EXERCISE TASK: Please write out the items below as a JSON list of strings, with one string per line and blank lines skipped.

================

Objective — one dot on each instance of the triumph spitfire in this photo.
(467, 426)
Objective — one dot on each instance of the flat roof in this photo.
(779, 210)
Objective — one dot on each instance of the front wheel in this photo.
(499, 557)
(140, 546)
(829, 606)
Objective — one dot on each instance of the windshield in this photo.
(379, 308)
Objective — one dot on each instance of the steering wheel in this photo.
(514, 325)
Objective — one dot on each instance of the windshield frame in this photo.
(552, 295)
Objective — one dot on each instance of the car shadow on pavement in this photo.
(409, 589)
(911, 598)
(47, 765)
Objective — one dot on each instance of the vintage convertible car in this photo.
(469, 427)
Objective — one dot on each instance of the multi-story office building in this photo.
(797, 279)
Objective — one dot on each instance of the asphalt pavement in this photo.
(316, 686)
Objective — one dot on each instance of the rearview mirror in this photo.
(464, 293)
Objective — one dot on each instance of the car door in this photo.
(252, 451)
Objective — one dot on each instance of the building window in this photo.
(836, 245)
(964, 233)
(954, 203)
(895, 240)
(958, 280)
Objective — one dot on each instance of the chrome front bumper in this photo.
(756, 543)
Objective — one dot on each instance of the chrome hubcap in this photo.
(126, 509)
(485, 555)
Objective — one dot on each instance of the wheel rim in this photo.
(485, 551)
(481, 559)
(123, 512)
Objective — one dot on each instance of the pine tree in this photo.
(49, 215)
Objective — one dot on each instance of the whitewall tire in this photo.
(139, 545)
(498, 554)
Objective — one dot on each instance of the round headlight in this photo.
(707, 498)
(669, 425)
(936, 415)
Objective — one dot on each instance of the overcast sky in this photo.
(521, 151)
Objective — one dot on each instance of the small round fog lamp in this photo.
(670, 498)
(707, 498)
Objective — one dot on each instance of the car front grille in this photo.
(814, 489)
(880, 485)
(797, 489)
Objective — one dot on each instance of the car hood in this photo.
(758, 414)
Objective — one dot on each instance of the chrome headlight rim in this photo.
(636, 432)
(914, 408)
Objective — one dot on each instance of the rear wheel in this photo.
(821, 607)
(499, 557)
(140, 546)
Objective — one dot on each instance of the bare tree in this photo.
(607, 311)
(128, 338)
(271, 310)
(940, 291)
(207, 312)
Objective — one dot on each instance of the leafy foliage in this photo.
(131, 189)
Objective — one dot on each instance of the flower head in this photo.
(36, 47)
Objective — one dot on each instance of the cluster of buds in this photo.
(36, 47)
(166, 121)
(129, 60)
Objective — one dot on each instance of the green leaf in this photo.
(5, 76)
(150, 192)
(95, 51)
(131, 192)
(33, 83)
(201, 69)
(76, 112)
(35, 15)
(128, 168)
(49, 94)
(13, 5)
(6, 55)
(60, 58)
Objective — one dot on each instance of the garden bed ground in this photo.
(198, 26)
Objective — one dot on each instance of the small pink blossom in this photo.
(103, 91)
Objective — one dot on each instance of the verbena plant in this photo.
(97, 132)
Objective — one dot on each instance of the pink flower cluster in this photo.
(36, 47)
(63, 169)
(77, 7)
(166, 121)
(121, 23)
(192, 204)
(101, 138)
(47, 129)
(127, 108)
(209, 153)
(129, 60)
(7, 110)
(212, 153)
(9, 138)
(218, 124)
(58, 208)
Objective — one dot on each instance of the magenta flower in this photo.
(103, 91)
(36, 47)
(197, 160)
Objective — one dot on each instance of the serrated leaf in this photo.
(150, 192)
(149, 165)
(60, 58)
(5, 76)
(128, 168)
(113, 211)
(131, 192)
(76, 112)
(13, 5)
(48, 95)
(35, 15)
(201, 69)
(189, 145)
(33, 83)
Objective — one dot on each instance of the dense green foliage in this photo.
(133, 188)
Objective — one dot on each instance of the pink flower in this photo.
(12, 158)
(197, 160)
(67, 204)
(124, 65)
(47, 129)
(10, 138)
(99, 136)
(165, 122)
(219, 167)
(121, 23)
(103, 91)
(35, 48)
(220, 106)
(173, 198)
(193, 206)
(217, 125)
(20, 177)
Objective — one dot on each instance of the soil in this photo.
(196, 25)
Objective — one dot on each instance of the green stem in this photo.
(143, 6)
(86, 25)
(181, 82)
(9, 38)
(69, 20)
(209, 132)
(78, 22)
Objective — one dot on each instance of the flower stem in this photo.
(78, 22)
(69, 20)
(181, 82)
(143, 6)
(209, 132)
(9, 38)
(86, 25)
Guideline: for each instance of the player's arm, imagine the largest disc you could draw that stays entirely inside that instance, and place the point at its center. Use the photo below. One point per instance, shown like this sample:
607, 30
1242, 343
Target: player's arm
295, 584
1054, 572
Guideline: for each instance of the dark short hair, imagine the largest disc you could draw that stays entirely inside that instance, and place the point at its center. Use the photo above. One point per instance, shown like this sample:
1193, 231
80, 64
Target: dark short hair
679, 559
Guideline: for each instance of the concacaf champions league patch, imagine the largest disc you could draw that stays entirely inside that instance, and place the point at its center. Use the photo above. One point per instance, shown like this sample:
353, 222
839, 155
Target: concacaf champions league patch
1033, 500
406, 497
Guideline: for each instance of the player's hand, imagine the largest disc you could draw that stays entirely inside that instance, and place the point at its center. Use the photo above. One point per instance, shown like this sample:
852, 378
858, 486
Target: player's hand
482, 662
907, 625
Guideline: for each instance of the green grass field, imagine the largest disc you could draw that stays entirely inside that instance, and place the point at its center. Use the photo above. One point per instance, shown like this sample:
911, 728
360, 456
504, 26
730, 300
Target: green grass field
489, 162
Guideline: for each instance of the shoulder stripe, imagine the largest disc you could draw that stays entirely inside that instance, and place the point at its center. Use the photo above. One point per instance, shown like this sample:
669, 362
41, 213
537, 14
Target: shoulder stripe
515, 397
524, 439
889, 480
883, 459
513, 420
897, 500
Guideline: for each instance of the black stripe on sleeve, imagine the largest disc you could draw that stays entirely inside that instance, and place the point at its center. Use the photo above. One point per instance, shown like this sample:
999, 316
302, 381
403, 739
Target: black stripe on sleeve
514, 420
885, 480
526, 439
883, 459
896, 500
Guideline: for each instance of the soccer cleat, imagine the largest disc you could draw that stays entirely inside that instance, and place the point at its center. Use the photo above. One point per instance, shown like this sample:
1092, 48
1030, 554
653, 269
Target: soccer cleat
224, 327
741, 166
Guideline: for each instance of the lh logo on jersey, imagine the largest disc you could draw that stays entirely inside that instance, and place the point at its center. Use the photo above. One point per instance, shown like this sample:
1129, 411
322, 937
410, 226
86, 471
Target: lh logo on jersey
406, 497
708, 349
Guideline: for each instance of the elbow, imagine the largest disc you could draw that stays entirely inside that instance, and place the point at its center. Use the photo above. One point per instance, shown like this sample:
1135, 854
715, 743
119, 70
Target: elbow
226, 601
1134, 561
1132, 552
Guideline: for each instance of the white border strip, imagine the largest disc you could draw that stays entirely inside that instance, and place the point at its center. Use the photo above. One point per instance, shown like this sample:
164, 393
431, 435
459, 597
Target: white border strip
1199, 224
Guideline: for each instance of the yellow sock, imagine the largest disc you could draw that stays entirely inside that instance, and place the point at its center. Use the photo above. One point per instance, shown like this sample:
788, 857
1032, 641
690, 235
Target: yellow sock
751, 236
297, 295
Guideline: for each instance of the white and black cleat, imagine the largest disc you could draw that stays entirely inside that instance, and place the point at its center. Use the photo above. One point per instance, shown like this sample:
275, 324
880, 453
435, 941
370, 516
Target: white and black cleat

================

FINISHED EXERCISE:
[
  "Objective — one dot on each instance of the triumph spitfire in this photo.",
  "(467, 426)",
  "Objective — one dot on each instance of the flat roof in this photo.",
  "(779, 210)",
  "Objective — one dot on each instance of the front wheel in this photo.",
  "(499, 557)",
  "(140, 546)",
  "(829, 606)",
  "Objective — one dot on each instance of the windshield in this photo.",
  "(379, 308)",
  "Objective — one dot on each instance of the steering wheel in this photo.",
  "(514, 325)",
  "Objective — one dot on each instance of the windshield frame in this photo.",
  "(552, 295)",
  "Objective — one dot on each instance of the car shadow on pavement in this photo.",
  "(409, 589)",
  "(911, 598)",
  "(47, 765)",
  "Objective — one dot on each instance of the vintage convertible car in this photo.",
  "(469, 427)",
  "Objective — one dot on each instance of the multi-story office building in this photo.",
  "(797, 279)",
  "Objective — one dot on each instance of the asphalt pavement in this photo.",
  "(316, 686)",
  "Objective — one dot on each instance of the rearview mirror in this photo.",
  "(464, 293)",
  "Objective — one dot on each instance of the car door in this photo.",
  "(252, 451)",
  "Objective — one dot on each instance of the building window in this photo.",
  "(836, 245)",
  "(964, 233)",
  "(954, 203)",
  "(895, 240)",
  "(958, 280)",
  "Objective — one dot on each instance of the chrome front bumper in this photo.",
  "(756, 543)",
  "Objective — one dot on each instance of the chrome hubcap in this photo.",
  "(126, 509)",
  "(485, 555)",
  "Objective — one dot on each instance of the wheel rim in this photo.",
  "(485, 551)",
  "(481, 559)",
  "(123, 512)",
  "Objective — one dot on each instance of the pine tree in this photo.",
  "(49, 215)",
  "Objective — one dot on each instance of the whitewall tire in this photo.",
  "(139, 545)",
  "(498, 554)",
  "Objective — one dot on each instance of the round headlight in this photo.",
  "(707, 498)",
  "(669, 425)",
  "(936, 415)",
  "Objective — one dot on each instance of the overcast sky in this photo.",
  "(521, 151)",
  "Objective — one dot on each instance of the small round fog lamp in this photo.",
  "(670, 498)",
  "(707, 498)",
  "Objective — one dot on each instance of the car front grille in this photo.",
  "(814, 489)",
  "(880, 485)",
  "(797, 489)",
  "Objective — one dot on each instance of the car hood in this photo.",
  "(758, 414)",
  "Objective — one dot on each instance of the chrome headlight rim in this photo.",
  "(636, 432)",
  "(914, 408)",
  "Objective — one dot on each instance of the rear wheel in this photo.",
  "(821, 607)",
  "(499, 557)",
  "(140, 546)",
  "Objective — one dot on each instance of the bare tree in this photo.",
  "(607, 311)",
  "(128, 338)",
  "(271, 310)",
  "(940, 291)",
  "(207, 312)",
  "Objective — one dot on each instance of the leafy foliage in this photo.",
  "(131, 189)",
  "Objective — one dot on each instance of the flower head in this photo.",
  "(36, 47)",
  "Objective — one dot on each instance of the cluster of buds in this photo.",
  "(36, 47)",
  "(166, 121)",
  "(129, 60)",
  "Objective — one dot on each instance of the green leaf in this photo.",
  "(5, 76)",
  "(150, 192)",
  "(95, 51)",
  "(131, 192)",
  "(33, 83)",
  "(201, 69)",
  "(76, 112)",
  "(35, 15)",
  "(128, 168)",
  "(49, 94)",
  "(13, 5)",
  "(6, 55)",
  "(60, 58)",
  "Objective — one dot on each instance of the garden bed ground in this photo.",
  "(198, 26)",
  "Objective — one dot on each instance of the small pink blossom in this photo.",
  "(103, 91)",
  "Objective — one dot on each instance of the verbena plant in this photo.",
  "(97, 132)",
  "Objective — one dot on each instance of the pink flower cluster in this photo.",
  "(36, 47)",
  "(63, 169)",
  "(77, 7)",
  "(166, 121)",
  "(121, 23)",
  "(192, 204)",
  "(101, 138)",
  "(47, 129)",
  "(127, 108)",
  "(209, 153)",
  "(129, 60)",
  "(7, 110)",
  "(212, 153)",
  "(9, 138)",
  "(218, 124)",
  "(58, 208)",
  "Objective — one dot on each instance of the magenta flower in this photo.",
  "(103, 91)",
  "(36, 47)",
  "(197, 160)",
  "Objective — one dot on each instance of the serrated leaf in this photo.",
  "(150, 192)",
  "(149, 165)",
  "(60, 58)",
  "(5, 76)",
  "(128, 168)",
  "(113, 211)",
  "(131, 192)",
  "(76, 112)",
  "(13, 5)",
  "(48, 95)",
  "(35, 15)",
  "(201, 69)",
  "(189, 145)",
  "(33, 83)",
  "Objective — one dot on each instance of the dense green foliage in this photo.",
  "(133, 188)",
  "Objective — one dot on each instance of the pink flower in this photo.",
  "(12, 158)",
  "(197, 160)",
  "(67, 204)",
  "(124, 65)",
  "(47, 129)",
  "(10, 138)",
  "(99, 136)",
  "(165, 122)",
  "(219, 167)",
  "(121, 23)",
  "(103, 91)",
  "(35, 48)",
  "(220, 106)",
  "(173, 198)",
  "(193, 206)",
  "(217, 125)",
  "(20, 177)",
  "Objective — one dot on each instance of the soil in this photo.",
  "(196, 25)",
  "Objective — one dot on each instance of the green stem in this photo.",
  "(143, 6)",
  "(86, 25)",
  "(181, 82)",
  "(9, 38)",
  "(69, 20)",
  "(209, 132)",
  "(78, 22)",
  "Objective — one dot on each instance of the flower stem in this photo.",
  "(78, 22)",
  "(69, 20)",
  "(181, 82)",
  "(143, 6)",
  "(209, 132)",
  "(9, 38)",
  "(86, 25)",
  "Guideline: for each instance of the player's arm, imagine the largest disc you could draw that stays entirely inside that instance, and place the point at its center. Use the photo below. One point per instance, shown like this sample:",
  "607, 30",
  "1242, 343",
  "Target: player's arm",
  "295, 584",
  "1054, 572",
  "Guideline: for each instance of the dark short hair, imagine the largest disc you could draw that stays entirely inside that instance, and place the point at its center. Use the photo above. One point per instance, shown like this sample:",
  "1193, 231",
  "80, 64",
  "Target: dark short hair",
  "679, 559",
  "Guideline: for each instance of the concacaf champions league patch, imagine the largest disc you could draw that stays entirely inside that instance, and place the point at its center. Use the photo above. One point per instance, shown like this sample:",
  "353, 222",
  "839, 155",
  "Target: concacaf champions league patch",
  "1033, 500",
  "406, 497",
  "Guideline: for each instance of the player's hand, imagine the largest disc you could draw that stays entirely inside that instance, and place the point at its center. Use the photo above. One point per instance, shown like this sample:",
  "852, 378",
  "858, 486",
  "Target: player's hand",
  "482, 662",
  "907, 625",
  "Guideline: for each instance of the green grass field, imagine the largest disc you could draw that stays entirely inside that instance, and place the point at its center. Use the photo above. One point per instance, shown like this sample:",
  "911, 728",
  "360, 456",
  "504, 26",
  "730, 300",
  "Target: green grass field",
  "489, 162",
  "Guideline: for each instance of the shoulder stripe, imagine the largest disc you could draw that stays entirely inside that instance, and place the point at its center. Use the photo above. One point per instance, shown like this sample:",
  "669, 362",
  "41, 213",
  "537, 14",
  "Target: shoulder stripe",
  "515, 397",
  "524, 439",
  "889, 480",
  "883, 459",
  "513, 420",
  "897, 500",
  "Guideline: for each instance of the black stripe on sleeve, imagine the largest disc you could draw that stays entirely inside that instance, and place the point at its center. Use the photo above. One point per instance, shown like this sample:",
  "999, 316",
  "302, 381",
  "403, 739",
  "Target: black stripe on sleeve",
  "514, 420",
  "885, 480",
  "526, 439",
  "883, 459",
  "896, 500",
  "Guideline: for each instance of the soccer cleat, imagine the largest disc you could draw that stays entirely inside that instance, and place the point at its center. Use the photo above. One point per instance, shown like this sample:",
  "1092, 48",
  "1030, 554",
  "653, 269",
  "Target: soccer cleat",
  "224, 327",
  "741, 166",
  "Guideline: for each instance of the lh logo on jersey, imagine the largest disc you could draw that stays entirely inside that instance, and place the point at its center. Use the photo above. One point per instance, shown like this sample:",
  "1129, 411",
  "322, 937",
  "410, 226",
  "86, 471",
  "Target: lh logo on jersey",
  "406, 497",
  "708, 349",
  "Guideline: for each instance of the elbow, imagine the largest disc you could draw that stays entirely inside that instance, and place the point at its center. Use the photo above. One point per instance, shown like this sample:",
  "1135, 854",
  "715, 743",
  "119, 70",
  "Target: elbow",
  "226, 601",
  "1134, 561",
  "1132, 552",
  "Guideline: for each instance of the white border strip, imagine the largest disc you could draw that stays entirely inside that instance, and place the point at its center. Use the photo above. One point per instance, shown like this sample:",
  "164, 393",
  "431, 435",
  "459, 597",
  "Target: white border strip",
  "1199, 224",
  "Guideline: for each instance of the yellow sock, imagine the largest disc you could draw that stays entirely inside that instance, and place the point at its center. Use the photo above. One point per instance, shown like this sample:",
  "788, 857",
  "1032, 641",
  "690, 235",
  "Target: yellow sock",
  "751, 236",
  "297, 295",
  "Guideline: for each instance of the white and black cleat, imagine the largest disc you could draw that stays entirely inside that instance, and place the point at its center. Use the photo above. One point per instance, shown like this sample:",
  "275, 324",
  "880, 453",
  "435, 941",
  "370, 516",
  "Target: white and black cleat"
]